Annotated coordinate records ->
——

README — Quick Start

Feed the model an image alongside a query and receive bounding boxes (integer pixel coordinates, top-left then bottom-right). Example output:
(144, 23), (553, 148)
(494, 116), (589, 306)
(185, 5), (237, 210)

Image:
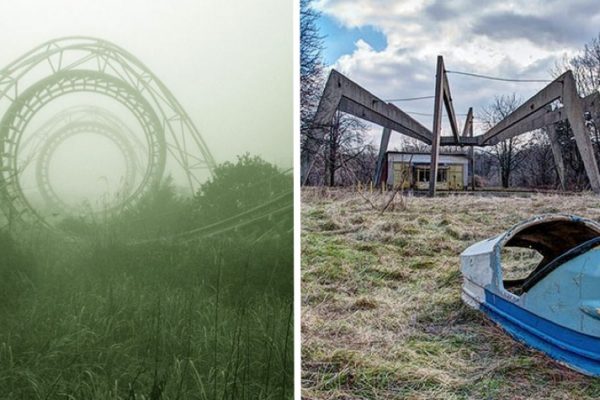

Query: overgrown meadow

(301, 188), (600, 400)
(0, 156), (293, 400)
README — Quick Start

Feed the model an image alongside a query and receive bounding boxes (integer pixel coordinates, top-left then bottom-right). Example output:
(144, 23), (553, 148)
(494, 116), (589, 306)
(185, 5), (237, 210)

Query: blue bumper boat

(461, 214), (600, 376)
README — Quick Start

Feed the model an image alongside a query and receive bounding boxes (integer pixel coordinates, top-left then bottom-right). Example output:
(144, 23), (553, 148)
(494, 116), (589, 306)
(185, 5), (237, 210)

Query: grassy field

(301, 189), (600, 399)
(0, 233), (293, 400)
(0, 160), (294, 400)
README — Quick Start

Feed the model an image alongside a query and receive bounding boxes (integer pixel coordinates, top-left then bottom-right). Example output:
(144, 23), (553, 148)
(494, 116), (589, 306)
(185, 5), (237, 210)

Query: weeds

(302, 189), (600, 399)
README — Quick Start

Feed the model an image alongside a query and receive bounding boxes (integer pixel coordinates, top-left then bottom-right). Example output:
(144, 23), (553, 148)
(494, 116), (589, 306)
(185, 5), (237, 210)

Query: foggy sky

(0, 0), (293, 168)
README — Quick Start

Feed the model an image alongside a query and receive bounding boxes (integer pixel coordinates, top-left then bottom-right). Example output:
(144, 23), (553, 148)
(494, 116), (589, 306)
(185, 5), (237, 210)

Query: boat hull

(479, 290), (600, 376)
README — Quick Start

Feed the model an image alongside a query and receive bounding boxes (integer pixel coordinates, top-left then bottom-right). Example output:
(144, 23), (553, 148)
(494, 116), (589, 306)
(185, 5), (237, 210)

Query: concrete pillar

(563, 71), (600, 194)
(429, 56), (444, 197)
(544, 124), (567, 190)
(373, 128), (392, 186)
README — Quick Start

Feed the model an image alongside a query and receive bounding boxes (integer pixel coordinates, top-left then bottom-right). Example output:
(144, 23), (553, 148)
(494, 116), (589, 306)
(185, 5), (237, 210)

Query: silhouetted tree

(479, 93), (530, 188)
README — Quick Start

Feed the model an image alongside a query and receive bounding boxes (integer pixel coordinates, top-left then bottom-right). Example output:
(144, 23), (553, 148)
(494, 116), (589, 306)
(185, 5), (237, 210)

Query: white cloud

(316, 0), (600, 138)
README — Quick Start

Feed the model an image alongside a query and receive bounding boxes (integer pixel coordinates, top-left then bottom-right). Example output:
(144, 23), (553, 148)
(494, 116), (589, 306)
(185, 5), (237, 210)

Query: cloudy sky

(315, 0), (600, 147)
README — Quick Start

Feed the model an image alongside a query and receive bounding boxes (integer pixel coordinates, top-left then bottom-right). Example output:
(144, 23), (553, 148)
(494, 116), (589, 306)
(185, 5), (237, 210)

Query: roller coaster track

(0, 37), (215, 231)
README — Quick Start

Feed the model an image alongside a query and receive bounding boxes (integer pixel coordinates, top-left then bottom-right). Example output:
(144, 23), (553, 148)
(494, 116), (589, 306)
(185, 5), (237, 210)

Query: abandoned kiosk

(382, 151), (469, 190)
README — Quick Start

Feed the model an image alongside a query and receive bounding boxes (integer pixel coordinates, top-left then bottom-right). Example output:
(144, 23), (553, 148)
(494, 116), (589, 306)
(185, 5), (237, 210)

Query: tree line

(300, 0), (600, 190)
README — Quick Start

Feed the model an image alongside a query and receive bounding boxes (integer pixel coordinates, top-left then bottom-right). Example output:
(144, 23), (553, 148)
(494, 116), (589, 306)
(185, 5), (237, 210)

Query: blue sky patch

(319, 14), (387, 65)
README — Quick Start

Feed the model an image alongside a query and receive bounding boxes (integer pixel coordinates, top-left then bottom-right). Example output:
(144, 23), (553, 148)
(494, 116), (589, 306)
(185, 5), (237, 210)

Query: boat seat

(504, 236), (600, 294)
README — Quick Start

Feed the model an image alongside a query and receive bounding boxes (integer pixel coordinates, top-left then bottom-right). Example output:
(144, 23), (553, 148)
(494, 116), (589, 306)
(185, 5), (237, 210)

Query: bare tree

(479, 93), (531, 188)
(300, 0), (324, 184)
(325, 111), (369, 186)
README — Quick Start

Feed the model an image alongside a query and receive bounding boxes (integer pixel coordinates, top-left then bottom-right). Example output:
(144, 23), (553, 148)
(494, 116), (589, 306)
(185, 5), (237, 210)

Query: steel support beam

(373, 128), (392, 186)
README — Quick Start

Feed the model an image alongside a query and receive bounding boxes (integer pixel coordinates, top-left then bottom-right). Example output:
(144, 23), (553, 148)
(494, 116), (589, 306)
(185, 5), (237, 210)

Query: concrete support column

(544, 124), (567, 190)
(429, 56), (444, 197)
(563, 71), (600, 194)
(373, 128), (392, 186)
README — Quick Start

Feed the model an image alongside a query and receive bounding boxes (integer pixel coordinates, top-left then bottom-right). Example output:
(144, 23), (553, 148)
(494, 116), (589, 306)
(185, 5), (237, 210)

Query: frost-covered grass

(301, 189), (600, 399)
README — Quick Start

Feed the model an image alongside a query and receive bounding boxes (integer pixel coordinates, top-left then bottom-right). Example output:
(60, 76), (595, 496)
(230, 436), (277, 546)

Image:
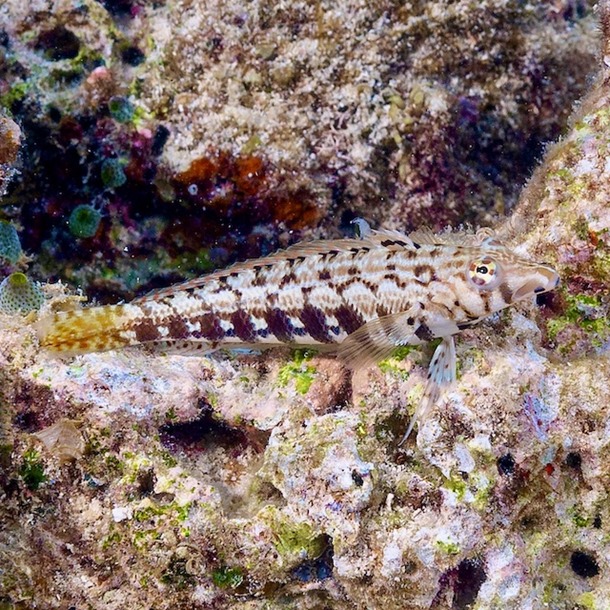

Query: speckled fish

(38, 221), (559, 434)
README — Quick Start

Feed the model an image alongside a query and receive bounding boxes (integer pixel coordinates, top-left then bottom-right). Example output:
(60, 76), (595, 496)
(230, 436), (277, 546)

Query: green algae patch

(277, 350), (317, 394)
(435, 540), (460, 555)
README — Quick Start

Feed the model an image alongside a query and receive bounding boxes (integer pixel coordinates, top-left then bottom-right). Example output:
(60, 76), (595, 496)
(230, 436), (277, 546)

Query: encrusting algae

(38, 221), (559, 434)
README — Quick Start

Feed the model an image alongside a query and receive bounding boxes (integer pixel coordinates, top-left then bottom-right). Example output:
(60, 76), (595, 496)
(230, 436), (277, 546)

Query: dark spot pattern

(570, 551), (599, 578)
(165, 315), (190, 339)
(415, 322), (434, 341)
(231, 309), (256, 343)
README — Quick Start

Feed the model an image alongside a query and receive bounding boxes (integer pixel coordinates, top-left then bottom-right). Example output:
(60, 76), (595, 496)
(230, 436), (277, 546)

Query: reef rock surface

(0, 3), (610, 610)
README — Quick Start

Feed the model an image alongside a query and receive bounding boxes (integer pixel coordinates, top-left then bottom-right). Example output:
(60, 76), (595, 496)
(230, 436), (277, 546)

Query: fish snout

(512, 266), (559, 301)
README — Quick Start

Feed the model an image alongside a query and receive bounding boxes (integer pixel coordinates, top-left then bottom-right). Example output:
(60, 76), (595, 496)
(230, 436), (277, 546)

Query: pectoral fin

(339, 304), (421, 369)
(398, 336), (456, 446)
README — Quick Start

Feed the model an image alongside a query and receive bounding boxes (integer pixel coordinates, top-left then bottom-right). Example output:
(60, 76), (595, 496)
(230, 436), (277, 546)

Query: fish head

(458, 238), (559, 311)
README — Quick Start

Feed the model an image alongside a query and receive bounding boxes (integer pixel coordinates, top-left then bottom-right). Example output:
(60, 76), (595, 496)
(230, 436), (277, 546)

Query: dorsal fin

(133, 231), (415, 303)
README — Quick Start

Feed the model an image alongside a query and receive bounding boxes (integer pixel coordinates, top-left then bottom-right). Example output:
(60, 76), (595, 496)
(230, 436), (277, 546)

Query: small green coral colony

(0, 273), (44, 314)
(68, 204), (102, 239)
(0, 220), (23, 264)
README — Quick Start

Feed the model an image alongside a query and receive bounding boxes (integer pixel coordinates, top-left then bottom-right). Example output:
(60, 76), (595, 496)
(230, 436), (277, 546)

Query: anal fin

(398, 336), (456, 446)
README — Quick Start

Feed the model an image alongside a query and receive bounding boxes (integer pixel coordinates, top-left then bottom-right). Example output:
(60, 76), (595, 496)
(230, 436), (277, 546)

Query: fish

(36, 219), (559, 443)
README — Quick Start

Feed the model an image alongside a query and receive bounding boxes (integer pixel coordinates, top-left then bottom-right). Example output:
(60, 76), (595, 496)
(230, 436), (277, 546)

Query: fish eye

(468, 256), (501, 290)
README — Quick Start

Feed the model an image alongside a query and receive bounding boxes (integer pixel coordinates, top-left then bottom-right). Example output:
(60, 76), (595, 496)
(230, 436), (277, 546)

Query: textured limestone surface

(0, 2), (610, 610)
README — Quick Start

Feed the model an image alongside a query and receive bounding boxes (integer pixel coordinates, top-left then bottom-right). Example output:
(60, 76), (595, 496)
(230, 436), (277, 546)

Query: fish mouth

(512, 267), (559, 301)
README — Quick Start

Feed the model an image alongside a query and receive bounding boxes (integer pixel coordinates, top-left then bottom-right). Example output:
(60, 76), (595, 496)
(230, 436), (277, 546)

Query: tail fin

(36, 305), (135, 354)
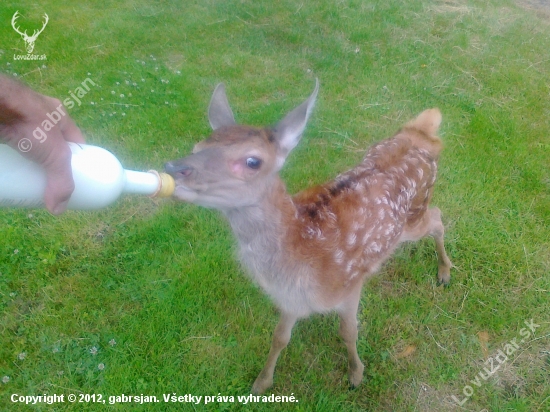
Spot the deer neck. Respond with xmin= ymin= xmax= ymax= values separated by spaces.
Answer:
xmin=224 ymin=176 xmax=296 ymax=245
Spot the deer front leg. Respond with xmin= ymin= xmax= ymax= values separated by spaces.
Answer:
xmin=252 ymin=312 xmax=298 ymax=395
xmin=337 ymin=284 xmax=365 ymax=388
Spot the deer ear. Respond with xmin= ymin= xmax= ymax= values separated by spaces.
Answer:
xmin=274 ymin=79 xmax=319 ymax=169
xmin=208 ymin=83 xmax=235 ymax=130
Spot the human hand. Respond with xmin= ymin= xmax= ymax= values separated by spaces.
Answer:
xmin=0 ymin=75 xmax=84 ymax=215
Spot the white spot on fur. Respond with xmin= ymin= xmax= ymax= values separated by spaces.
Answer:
xmin=334 ymin=249 xmax=344 ymax=265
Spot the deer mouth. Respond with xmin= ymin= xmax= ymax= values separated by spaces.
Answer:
xmin=172 ymin=180 xmax=198 ymax=202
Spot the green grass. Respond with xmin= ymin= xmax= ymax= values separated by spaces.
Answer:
xmin=0 ymin=0 xmax=550 ymax=411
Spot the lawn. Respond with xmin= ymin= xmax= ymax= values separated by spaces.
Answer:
xmin=0 ymin=0 xmax=550 ymax=412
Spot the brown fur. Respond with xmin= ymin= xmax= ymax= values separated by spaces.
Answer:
xmin=167 ymin=83 xmax=451 ymax=393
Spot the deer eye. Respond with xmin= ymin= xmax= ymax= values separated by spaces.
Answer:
xmin=246 ymin=157 xmax=262 ymax=170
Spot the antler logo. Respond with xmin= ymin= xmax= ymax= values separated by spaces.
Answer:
xmin=11 ymin=10 xmax=49 ymax=54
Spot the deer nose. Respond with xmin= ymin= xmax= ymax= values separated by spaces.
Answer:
xmin=164 ymin=162 xmax=193 ymax=177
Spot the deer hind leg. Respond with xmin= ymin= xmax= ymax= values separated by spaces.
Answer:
xmin=401 ymin=207 xmax=452 ymax=286
xmin=336 ymin=284 xmax=365 ymax=388
xmin=252 ymin=312 xmax=298 ymax=395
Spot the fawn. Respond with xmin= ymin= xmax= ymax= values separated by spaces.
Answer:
xmin=165 ymin=81 xmax=451 ymax=394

——

Short problem ->
Turn the listing above, starting with the line that contains "Spot the deer eye." and going on through the line that contains "xmin=11 ymin=10 xmax=49 ymax=54", into a numbered list, omitting any blank lines.

Answer to the exercise ->
1. Spot the deer eye. Respond with xmin= ymin= xmax= ymax= values separated by spaces.
2. Answer:
3. xmin=246 ymin=157 xmax=262 ymax=170
4. Spot the antler logo. Respond with xmin= ymin= xmax= ymax= values separated by spaces.
5. Answer:
6. xmin=11 ymin=10 xmax=49 ymax=54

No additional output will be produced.